Problem description:
Pull out every line in the items below that contains the word "gray", and copy each one in full.

Extracted information:
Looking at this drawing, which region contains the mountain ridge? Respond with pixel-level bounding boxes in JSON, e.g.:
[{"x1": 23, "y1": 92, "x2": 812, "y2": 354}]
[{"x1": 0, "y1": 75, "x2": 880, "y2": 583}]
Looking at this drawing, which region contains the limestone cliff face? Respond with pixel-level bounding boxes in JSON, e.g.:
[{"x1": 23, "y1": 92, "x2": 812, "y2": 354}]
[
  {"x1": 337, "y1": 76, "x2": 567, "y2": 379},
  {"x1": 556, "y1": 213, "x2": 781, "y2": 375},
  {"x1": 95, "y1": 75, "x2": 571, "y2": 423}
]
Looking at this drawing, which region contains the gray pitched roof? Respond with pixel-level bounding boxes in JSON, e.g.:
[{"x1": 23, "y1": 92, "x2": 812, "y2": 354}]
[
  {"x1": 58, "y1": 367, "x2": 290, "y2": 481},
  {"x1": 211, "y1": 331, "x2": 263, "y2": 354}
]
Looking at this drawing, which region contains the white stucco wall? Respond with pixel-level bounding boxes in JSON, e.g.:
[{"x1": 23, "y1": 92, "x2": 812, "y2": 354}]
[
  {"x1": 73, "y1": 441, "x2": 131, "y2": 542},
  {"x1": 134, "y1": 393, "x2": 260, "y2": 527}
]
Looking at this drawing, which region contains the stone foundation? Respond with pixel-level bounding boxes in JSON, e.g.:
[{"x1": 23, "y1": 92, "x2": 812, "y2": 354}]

Result of the exercise:
Looking at this drawing, which region contains the gray pitched roof? Respond with pixel-level bounding boxes in JSON, e.g.:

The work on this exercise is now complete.